Data excerpts:
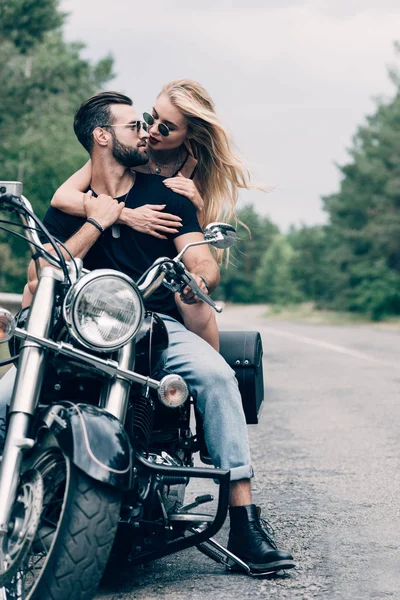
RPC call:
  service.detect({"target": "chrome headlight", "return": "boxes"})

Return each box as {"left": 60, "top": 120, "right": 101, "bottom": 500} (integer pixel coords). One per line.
{"left": 63, "top": 270, "right": 144, "bottom": 352}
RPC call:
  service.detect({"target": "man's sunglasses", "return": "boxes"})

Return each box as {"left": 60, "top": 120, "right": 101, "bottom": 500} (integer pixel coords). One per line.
{"left": 100, "top": 121, "right": 148, "bottom": 132}
{"left": 143, "top": 112, "right": 170, "bottom": 137}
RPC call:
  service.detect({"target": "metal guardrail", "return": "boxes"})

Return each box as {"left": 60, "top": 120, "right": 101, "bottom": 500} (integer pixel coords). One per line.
{"left": 0, "top": 293, "right": 22, "bottom": 315}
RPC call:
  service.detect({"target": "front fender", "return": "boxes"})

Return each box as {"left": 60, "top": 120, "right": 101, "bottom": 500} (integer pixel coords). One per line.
{"left": 40, "top": 401, "right": 133, "bottom": 490}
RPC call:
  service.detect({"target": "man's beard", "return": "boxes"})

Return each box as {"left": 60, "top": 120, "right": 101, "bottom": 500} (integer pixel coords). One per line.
{"left": 111, "top": 135, "right": 149, "bottom": 168}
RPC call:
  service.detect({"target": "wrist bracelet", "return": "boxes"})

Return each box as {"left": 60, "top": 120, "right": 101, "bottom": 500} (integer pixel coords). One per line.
{"left": 86, "top": 217, "right": 104, "bottom": 235}
{"left": 199, "top": 276, "right": 210, "bottom": 293}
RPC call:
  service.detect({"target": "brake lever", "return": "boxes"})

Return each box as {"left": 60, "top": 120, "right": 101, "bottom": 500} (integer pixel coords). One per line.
{"left": 173, "top": 264, "right": 223, "bottom": 314}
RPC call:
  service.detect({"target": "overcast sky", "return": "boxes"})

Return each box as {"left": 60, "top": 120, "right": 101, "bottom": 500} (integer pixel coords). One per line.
{"left": 60, "top": 0, "right": 400, "bottom": 230}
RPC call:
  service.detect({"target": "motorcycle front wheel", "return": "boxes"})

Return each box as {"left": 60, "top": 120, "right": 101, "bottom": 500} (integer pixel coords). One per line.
{"left": 0, "top": 440, "right": 121, "bottom": 600}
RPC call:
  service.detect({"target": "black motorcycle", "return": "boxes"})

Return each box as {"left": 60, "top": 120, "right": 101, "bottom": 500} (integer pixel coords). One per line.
{"left": 0, "top": 181, "right": 265, "bottom": 599}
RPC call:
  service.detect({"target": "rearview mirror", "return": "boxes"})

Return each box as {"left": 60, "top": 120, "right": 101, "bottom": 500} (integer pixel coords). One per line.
{"left": 203, "top": 222, "right": 236, "bottom": 249}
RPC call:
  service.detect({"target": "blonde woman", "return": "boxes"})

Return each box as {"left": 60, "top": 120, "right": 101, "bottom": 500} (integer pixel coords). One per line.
{"left": 52, "top": 80, "right": 255, "bottom": 349}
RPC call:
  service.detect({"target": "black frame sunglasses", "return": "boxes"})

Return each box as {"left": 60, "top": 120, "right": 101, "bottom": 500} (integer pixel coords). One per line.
{"left": 143, "top": 112, "right": 170, "bottom": 137}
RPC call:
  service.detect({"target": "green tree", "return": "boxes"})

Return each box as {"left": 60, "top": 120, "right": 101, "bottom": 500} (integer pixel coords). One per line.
{"left": 0, "top": 0, "right": 63, "bottom": 53}
{"left": 217, "top": 204, "right": 280, "bottom": 302}
{"left": 342, "top": 259, "right": 400, "bottom": 320}
{"left": 322, "top": 43, "right": 400, "bottom": 319}
{"left": 287, "top": 224, "right": 333, "bottom": 306}
{"left": 255, "top": 235, "right": 303, "bottom": 305}
{"left": 0, "top": 0, "right": 114, "bottom": 293}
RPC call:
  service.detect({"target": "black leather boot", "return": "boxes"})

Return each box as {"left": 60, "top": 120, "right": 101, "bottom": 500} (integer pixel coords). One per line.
{"left": 228, "top": 504, "right": 295, "bottom": 573}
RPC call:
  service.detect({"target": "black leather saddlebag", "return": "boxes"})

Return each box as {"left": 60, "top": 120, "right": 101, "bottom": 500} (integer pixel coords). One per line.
{"left": 219, "top": 331, "right": 264, "bottom": 424}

(Work instructions): The output should consist of every entry above, printed exactly, with the images removed.

(Response):
RPC call:
  service.detect({"target": "chrome headlight", "return": "boxes"})

Return each box as {"left": 60, "top": 120, "right": 101, "bottom": 500} (integer pixel coords). One per line.
{"left": 63, "top": 270, "right": 144, "bottom": 352}
RPC call:
  service.detect({"target": "man's sunglasses", "return": "boxes"})

Return each box as {"left": 60, "top": 120, "right": 101, "bottom": 500} (integer pixel coords). One per line.
{"left": 100, "top": 121, "right": 148, "bottom": 132}
{"left": 143, "top": 112, "right": 170, "bottom": 137}
RPC call:
  service.detect({"target": "metal guardrail", "return": "boxes"})

Return each box as {"left": 60, "top": 120, "right": 101, "bottom": 500} (integer pixel coords). One per line.
{"left": 0, "top": 293, "right": 22, "bottom": 315}
RPC call:
  service.detect({"target": "front fender", "return": "boxes"})

Return each box as {"left": 60, "top": 120, "right": 101, "bottom": 500} (integer pixel coords). One per line.
{"left": 40, "top": 401, "right": 133, "bottom": 490}
RPC call:
  service.detect({"target": "man's beard", "return": "boxes"})

Return each box as {"left": 60, "top": 120, "right": 101, "bottom": 500} (integer pixel coords). One per line.
{"left": 111, "top": 135, "right": 149, "bottom": 168}
RPC call:
  service.detect({"target": "wrist bracelet", "return": "boxes"})

Return each box as {"left": 60, "top": 120, "right": 101, "bottom": 500} (integer pixel coords). One per line.
{"left": 86, "top": 217, "right": 104, "bottom": 235}
{"left": 199, "top": 276, "right": 210, "bottom": 293}
RPC call:
  service.detect({"target": "brake lever", "return": "boxes"})

Return each box as {"left": 60, "top": 120, "right": 101, "bottom": 500} (integer pixel coords). One per line.
{"left": 173, "top": 264, "right": 223, "bottom": 314}
RPC call:
  service.detect({"target": "overcast sky", "return": "boxes"})

Return each box as {"left": 60, "top": 120, "right": 101, "bottom": 500} (integer pixel coords). One per line.
{"left": 60, "top": 0, "right": 400, "bottom": 230}
RPC call:
  service.detect({"target": "motorcycle front wheel", "return": "boxes"})

Return each box as {"left": 60, "top": 120, "right": 101, "bottom": 500} (integer pixel coords). One per line.
{"left": 0, "top": 440, "right": 121, "bottom": 600}
RPC call:
  service.detect({"target": "black motorcycle", "return": "boxes"})

Return each box as {"left": 60, "top": 120, "right": 101, "bottom": 500} (integer pixel coords). One per line.
{"left": 0, "top": 181, "right": 265, "bottom": 599}
RPC call:
  service.detect({"target": "rearview mirror", "return": "boxes"})

Return each box as {"left": 60, "top": 120, "right": 101, "bottom": 500} (integer pixel coords). One per line.
{"left": 203, "top": 222, "right": 236, "bottom": 249}
RPC call:
  service.detect({"target": "blonde woman", "return": "boxes"})

Return each box as {"left": 60, "top": 120, "right": 101, "bottom": 500} (integer pixel coords). One per line.
{"left": 52, "top": 80, "right": 255, "bottom": 349}
RPC call:
  service.detect({"target": "black frame sunglasses", "return": "boxes"})

Return each box as {"left": 60, "top": 120, "right": 101, "bottom": 500} (integer pixel coords). One per line.
{"left": 143, "top": 112, "right": 170, "bottom": 137}
RPC call:
  service.detect({"target": "green tree", "return": "boxes"})

Return each box as {"left": 60, "top": 120, "right": 101, "bottom": 500} (integer pixel coords). One per line.
{"left": 0, "top": 0, "right": 63, "bottom": 53}
{"left": 217, "top": 204, "right": 280, "bottom": 302}
{"left": 342, "top": 259, "right": 400, "bottom": 320}
{"left": 322, "top": 43, "right": 400, "bottom": 319}
{"left": 287, "top": 224, "right": 333, "bottom": 306}
{"left": 255, "top": 235, "right": 303, "bottom": 305}
{"left": 0, "top": 0, "right": 114, "bottom": 293}
RPC call:
  service.detect({"target": "black leather boot", "return": "boxes"})

Return each box as {"left": 60, "top": 120, "right": 101, "bottom": 500} (integer pixel coords). One per line.
{"left": 228, "top": 504, "right": 295, "bottom": 573}
RPC call:
  service.detect({"target": "black leather saddlebag", "return": "boxes"})

Return each box as {"left": 60, "top": 120, "right": 101, "bottom": 500} (integer pixel coords). One per line.
{"left": 219, "top": 331, "right": 264, "bottom": 424}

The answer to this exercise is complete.